## Exercise instructions
From the material below, list every line containing "holding".

## Input material

========================

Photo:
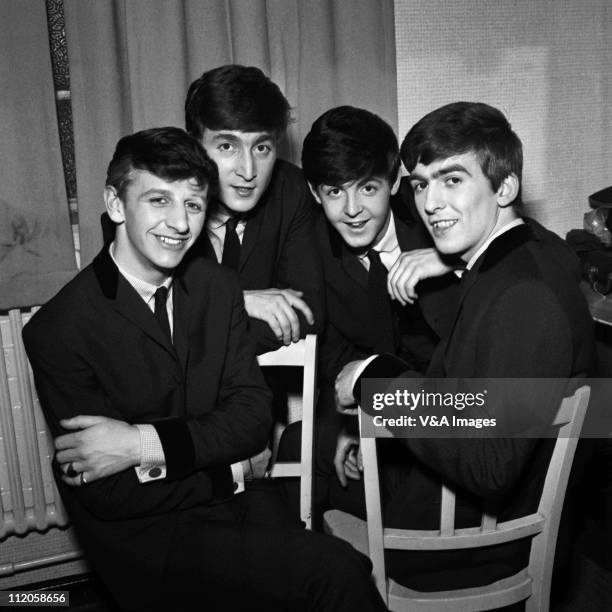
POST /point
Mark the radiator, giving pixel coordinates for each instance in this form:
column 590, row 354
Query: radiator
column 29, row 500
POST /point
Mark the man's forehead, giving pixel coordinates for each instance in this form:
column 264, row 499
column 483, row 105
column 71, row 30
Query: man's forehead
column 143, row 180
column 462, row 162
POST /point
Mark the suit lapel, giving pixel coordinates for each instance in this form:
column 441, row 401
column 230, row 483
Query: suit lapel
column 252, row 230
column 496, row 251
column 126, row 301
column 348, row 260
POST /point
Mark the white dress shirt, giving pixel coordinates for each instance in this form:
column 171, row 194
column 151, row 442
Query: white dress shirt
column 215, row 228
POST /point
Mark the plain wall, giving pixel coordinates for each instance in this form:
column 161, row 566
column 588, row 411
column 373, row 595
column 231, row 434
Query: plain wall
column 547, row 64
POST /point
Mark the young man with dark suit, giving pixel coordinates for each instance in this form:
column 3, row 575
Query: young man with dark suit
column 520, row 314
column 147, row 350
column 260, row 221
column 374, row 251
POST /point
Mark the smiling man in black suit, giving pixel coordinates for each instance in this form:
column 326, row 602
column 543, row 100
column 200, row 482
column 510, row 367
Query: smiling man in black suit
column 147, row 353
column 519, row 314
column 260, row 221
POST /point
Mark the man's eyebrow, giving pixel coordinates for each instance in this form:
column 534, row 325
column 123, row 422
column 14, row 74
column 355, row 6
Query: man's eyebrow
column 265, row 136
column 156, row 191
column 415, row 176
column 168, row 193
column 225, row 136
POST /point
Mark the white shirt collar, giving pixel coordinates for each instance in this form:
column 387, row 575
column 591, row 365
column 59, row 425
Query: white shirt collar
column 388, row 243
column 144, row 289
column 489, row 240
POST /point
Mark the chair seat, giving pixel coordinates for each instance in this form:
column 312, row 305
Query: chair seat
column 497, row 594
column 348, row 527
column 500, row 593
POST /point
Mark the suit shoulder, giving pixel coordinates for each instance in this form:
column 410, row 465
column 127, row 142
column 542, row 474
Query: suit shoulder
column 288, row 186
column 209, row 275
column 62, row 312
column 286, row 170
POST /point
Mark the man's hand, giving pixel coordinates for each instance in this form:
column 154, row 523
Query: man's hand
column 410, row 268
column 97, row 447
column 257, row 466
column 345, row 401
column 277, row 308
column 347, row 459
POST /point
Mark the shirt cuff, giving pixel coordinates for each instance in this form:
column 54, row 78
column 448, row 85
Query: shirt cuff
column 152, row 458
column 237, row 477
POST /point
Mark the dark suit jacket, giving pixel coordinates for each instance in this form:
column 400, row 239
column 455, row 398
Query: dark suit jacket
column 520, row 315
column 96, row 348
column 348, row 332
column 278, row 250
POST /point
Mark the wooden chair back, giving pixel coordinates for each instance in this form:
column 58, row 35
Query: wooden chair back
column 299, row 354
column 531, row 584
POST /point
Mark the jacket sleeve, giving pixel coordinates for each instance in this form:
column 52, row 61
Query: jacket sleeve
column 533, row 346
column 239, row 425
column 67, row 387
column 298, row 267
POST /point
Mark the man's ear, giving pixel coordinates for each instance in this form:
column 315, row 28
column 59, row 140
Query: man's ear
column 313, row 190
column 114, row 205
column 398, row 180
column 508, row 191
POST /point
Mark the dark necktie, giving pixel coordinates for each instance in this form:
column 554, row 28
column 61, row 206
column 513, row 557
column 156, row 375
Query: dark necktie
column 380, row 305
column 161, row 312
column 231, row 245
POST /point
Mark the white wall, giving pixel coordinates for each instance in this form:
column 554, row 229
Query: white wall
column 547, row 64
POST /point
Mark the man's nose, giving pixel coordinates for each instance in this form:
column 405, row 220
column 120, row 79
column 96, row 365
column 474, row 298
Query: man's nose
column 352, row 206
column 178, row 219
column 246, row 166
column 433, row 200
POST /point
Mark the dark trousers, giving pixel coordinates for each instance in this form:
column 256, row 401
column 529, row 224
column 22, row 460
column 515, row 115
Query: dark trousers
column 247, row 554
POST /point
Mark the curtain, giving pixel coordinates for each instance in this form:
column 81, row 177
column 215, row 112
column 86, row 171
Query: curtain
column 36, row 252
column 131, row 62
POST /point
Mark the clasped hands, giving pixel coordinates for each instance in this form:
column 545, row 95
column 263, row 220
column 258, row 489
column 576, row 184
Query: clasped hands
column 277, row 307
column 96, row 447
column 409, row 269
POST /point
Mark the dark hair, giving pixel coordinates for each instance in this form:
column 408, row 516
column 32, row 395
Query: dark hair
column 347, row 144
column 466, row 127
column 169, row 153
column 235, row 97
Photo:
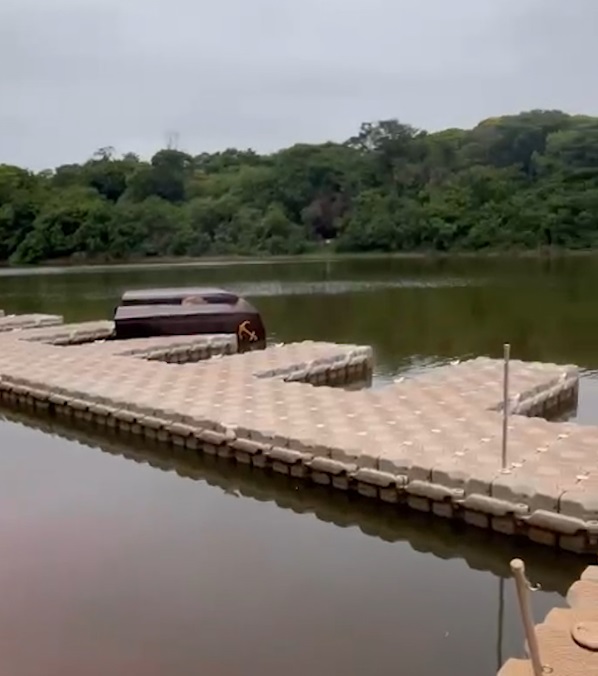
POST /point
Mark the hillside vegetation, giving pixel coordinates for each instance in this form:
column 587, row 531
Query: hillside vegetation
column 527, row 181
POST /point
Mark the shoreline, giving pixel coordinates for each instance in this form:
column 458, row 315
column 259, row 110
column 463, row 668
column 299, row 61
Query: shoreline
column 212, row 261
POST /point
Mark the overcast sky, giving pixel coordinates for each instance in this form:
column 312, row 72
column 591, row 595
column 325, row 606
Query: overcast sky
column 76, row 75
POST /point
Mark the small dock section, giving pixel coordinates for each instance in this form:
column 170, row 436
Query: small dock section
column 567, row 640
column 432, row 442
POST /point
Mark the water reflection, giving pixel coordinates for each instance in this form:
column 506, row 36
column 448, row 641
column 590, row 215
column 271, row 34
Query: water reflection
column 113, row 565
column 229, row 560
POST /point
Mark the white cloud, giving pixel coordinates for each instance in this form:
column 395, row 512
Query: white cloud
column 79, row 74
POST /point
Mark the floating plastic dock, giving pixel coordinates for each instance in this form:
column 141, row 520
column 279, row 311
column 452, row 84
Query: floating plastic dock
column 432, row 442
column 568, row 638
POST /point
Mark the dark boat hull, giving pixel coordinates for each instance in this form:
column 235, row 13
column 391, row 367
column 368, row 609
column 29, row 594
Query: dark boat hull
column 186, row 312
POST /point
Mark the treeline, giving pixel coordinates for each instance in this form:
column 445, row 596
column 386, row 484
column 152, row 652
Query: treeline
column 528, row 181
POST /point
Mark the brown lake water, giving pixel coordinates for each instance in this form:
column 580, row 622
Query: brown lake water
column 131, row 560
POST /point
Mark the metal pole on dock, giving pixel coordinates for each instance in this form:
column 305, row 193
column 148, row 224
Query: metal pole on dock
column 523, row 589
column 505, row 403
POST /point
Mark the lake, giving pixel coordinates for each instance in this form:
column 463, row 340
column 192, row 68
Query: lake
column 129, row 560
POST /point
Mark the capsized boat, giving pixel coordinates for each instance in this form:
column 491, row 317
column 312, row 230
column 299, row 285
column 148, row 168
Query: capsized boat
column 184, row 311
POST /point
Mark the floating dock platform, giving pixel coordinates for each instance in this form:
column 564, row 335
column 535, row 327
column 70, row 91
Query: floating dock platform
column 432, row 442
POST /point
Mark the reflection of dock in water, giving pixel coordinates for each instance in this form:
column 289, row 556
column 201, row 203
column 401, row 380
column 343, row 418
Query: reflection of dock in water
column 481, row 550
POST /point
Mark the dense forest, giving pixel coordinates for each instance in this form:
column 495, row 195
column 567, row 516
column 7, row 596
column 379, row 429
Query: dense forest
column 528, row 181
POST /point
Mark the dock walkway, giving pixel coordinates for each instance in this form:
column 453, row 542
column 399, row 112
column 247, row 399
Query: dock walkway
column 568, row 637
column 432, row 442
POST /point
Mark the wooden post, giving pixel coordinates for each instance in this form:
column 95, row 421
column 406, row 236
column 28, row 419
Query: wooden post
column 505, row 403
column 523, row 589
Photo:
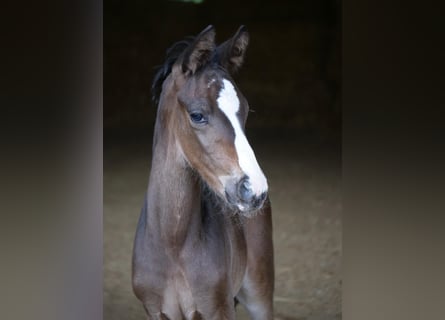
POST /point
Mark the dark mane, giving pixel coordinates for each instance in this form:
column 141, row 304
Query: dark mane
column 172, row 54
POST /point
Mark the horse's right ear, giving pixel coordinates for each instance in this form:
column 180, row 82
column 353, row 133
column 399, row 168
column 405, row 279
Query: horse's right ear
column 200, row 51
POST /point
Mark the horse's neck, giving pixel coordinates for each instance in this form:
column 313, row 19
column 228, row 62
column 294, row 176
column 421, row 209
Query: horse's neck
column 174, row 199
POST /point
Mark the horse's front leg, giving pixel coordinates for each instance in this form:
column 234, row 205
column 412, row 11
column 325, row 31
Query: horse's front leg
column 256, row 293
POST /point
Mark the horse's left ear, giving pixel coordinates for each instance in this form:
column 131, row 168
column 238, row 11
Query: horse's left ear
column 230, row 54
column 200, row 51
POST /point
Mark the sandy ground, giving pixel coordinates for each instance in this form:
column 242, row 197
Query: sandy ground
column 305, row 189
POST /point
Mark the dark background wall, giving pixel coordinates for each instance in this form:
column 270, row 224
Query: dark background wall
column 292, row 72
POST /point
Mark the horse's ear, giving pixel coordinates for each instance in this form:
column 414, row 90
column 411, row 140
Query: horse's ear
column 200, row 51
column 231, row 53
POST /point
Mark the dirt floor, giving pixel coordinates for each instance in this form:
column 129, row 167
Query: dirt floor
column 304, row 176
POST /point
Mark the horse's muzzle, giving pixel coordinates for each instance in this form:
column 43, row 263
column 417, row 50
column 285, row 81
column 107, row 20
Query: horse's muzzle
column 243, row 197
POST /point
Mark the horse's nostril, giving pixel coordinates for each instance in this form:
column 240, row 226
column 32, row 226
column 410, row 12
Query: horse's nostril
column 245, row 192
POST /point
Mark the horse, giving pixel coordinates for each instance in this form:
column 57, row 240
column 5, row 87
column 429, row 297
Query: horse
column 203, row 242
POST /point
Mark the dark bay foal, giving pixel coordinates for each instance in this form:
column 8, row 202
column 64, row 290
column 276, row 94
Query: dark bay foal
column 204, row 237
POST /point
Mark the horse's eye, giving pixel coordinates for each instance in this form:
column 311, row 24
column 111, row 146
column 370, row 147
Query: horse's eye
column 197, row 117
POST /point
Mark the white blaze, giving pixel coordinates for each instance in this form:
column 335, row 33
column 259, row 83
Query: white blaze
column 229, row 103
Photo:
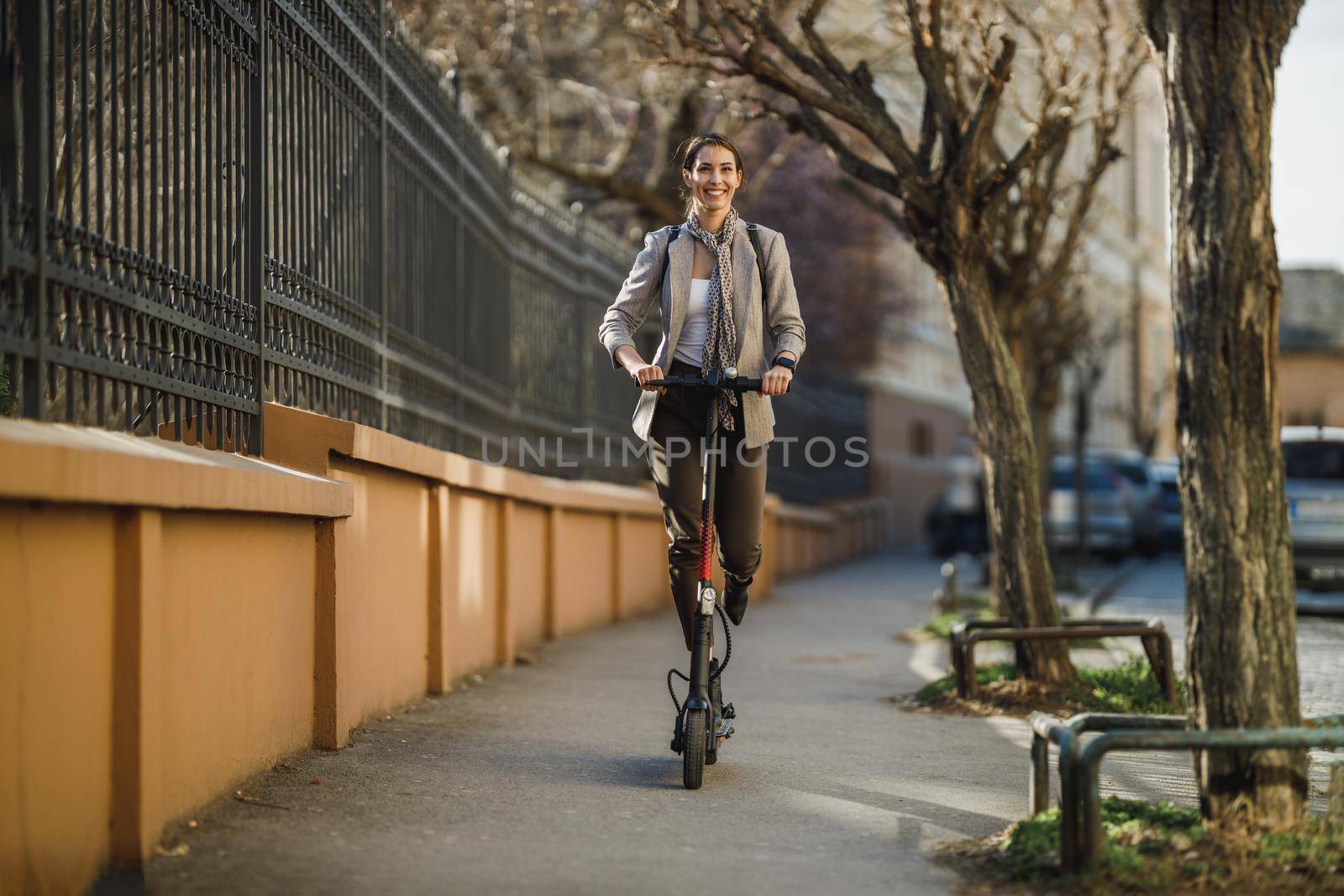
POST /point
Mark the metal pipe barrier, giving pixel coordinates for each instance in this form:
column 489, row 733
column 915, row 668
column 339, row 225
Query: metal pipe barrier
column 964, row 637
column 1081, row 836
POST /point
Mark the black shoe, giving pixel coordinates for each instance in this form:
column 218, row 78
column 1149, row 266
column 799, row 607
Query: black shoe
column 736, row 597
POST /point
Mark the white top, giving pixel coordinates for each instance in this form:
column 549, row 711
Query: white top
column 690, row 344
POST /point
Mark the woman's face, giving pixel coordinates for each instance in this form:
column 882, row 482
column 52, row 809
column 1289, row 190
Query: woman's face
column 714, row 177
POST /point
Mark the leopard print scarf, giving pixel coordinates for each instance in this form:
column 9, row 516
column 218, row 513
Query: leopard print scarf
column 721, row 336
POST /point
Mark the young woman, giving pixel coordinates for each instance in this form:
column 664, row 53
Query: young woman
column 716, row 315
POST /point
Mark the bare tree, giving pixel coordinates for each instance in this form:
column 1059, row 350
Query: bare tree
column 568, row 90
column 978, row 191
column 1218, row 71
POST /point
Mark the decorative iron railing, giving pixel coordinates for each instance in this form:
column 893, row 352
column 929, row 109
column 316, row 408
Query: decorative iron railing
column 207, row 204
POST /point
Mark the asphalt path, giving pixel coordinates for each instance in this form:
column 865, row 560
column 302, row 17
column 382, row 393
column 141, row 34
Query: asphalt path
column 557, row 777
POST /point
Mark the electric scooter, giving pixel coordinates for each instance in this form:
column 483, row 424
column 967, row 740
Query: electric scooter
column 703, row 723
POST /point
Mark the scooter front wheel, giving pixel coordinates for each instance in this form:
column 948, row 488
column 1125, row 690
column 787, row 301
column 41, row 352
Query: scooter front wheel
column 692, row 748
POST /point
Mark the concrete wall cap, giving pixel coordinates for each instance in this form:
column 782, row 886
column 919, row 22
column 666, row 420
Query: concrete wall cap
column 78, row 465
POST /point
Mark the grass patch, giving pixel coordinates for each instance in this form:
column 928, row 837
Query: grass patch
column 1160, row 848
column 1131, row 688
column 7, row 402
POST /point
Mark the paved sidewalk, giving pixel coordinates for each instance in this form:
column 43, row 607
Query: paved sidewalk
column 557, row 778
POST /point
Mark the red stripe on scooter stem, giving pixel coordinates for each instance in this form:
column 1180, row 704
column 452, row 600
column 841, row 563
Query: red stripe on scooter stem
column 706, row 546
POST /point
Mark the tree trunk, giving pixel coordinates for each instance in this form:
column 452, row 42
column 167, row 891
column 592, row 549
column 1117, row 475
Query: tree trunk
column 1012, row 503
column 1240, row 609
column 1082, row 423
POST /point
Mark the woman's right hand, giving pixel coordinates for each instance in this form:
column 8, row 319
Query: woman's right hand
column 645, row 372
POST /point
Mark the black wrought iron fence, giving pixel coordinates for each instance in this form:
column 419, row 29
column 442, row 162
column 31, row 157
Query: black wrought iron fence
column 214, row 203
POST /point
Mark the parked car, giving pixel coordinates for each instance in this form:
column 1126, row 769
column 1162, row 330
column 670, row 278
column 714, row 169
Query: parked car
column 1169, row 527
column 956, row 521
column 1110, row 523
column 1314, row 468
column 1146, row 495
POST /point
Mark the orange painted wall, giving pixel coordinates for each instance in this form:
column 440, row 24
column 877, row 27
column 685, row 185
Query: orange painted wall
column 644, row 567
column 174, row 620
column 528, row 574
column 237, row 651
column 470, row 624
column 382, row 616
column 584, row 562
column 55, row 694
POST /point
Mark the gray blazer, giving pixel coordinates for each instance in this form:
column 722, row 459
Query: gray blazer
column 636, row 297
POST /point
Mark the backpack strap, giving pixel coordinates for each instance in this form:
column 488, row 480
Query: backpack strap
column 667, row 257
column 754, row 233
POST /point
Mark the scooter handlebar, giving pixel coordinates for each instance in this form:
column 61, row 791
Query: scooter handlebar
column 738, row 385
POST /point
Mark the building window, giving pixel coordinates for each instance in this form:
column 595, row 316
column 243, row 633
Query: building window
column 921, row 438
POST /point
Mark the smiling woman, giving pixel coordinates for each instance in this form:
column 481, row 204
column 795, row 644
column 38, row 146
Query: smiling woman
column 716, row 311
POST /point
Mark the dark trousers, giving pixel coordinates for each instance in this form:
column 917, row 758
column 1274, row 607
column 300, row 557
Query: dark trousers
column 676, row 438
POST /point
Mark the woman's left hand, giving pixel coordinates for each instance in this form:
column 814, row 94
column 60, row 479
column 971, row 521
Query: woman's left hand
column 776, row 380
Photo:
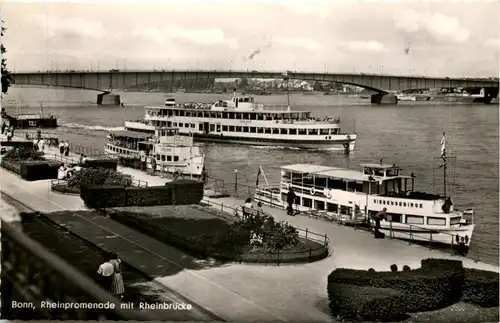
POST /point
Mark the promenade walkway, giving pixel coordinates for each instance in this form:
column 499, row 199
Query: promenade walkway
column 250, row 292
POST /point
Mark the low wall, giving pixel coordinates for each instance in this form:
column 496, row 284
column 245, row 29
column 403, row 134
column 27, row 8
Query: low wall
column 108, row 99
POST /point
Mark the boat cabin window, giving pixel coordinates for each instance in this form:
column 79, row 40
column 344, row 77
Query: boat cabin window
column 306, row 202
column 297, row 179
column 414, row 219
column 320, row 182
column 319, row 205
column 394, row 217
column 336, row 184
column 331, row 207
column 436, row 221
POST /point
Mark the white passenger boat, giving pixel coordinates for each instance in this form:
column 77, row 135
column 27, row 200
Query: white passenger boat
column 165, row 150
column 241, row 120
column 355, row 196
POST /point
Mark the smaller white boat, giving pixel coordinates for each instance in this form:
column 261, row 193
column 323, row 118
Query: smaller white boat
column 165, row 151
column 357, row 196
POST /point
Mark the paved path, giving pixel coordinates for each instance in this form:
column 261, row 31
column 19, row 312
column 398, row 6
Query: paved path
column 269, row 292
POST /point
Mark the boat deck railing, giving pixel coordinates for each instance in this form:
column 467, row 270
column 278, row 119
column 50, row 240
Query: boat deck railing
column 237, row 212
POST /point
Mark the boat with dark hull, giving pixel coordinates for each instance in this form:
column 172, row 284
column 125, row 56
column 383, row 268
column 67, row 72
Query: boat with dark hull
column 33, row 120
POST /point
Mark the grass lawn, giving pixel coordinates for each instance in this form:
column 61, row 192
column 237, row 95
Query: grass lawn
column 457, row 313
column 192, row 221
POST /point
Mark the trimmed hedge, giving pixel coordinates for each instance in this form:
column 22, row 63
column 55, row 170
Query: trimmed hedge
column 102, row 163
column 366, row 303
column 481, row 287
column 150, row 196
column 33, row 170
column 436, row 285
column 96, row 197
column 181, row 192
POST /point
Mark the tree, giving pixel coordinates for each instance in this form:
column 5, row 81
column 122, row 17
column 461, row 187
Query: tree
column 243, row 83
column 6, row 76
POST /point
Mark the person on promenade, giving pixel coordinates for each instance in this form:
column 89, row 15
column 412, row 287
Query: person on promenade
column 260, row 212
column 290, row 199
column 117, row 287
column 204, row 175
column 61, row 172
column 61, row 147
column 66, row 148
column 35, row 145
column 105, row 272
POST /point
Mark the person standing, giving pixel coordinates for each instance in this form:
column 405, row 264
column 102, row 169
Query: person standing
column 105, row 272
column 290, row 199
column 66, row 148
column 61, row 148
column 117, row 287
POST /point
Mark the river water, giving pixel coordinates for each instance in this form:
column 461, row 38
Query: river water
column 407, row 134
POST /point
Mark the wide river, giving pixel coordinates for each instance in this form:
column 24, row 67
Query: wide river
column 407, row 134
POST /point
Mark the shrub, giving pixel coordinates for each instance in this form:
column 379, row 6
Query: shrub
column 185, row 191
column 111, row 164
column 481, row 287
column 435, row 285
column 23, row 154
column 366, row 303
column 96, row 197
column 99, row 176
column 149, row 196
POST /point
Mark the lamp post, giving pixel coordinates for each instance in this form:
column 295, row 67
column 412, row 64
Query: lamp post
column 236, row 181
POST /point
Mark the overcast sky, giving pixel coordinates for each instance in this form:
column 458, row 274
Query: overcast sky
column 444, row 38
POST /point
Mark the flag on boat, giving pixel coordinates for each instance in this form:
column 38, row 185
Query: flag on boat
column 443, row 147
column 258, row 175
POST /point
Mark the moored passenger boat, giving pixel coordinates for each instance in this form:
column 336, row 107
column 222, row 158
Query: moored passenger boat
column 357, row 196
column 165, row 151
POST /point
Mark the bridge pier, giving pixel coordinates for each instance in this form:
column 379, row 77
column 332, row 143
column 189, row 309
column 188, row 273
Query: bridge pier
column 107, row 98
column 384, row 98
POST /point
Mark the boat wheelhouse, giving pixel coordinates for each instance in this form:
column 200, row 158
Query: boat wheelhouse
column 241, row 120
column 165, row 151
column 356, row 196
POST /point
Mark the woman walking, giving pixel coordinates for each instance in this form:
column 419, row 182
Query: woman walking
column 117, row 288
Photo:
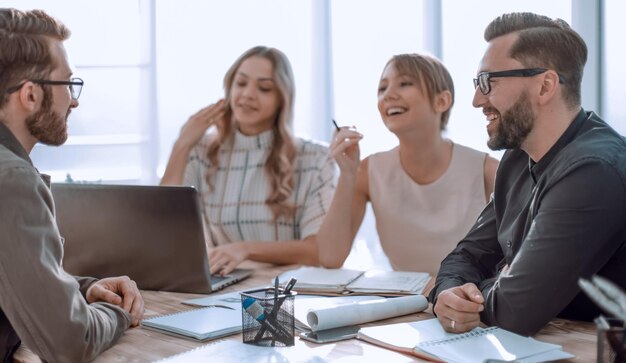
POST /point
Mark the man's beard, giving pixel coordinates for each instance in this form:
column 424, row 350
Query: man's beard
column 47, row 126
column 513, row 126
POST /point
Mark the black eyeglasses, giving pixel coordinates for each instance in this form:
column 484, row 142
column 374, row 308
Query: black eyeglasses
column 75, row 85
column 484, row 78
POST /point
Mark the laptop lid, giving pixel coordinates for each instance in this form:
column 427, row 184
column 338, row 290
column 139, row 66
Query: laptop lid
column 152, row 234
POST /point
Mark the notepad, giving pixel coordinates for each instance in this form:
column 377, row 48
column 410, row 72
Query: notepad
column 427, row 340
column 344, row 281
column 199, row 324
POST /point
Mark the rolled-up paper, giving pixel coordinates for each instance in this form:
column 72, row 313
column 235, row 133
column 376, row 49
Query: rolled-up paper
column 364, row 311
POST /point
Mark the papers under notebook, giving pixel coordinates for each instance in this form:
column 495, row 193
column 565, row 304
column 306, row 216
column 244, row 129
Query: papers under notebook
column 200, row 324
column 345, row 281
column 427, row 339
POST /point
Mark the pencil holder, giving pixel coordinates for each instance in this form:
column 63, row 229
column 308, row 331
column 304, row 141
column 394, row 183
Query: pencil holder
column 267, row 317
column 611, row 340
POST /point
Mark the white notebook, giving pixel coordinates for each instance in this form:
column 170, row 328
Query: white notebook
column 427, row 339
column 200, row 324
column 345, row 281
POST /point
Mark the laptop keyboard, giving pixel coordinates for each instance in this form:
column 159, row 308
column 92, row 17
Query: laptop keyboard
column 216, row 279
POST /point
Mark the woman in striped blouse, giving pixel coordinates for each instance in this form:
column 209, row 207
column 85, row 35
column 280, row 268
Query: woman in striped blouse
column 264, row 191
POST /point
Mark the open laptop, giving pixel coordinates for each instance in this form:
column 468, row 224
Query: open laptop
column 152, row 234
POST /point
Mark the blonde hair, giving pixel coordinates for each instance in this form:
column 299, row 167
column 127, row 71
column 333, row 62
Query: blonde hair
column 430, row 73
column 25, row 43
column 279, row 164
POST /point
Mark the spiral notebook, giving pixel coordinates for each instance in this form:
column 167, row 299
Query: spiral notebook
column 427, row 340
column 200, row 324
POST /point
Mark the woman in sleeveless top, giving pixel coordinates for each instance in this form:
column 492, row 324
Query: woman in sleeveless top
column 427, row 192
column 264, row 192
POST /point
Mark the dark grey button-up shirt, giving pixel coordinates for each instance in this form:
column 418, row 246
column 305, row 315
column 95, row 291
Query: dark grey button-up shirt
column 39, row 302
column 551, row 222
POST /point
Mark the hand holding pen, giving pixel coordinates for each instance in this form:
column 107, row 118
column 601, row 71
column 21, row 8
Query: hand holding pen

========================

## Answer to this exercise
Mark the hand holding pen, giving pixel coordinates for each instance in this form:
Query: hand holding pen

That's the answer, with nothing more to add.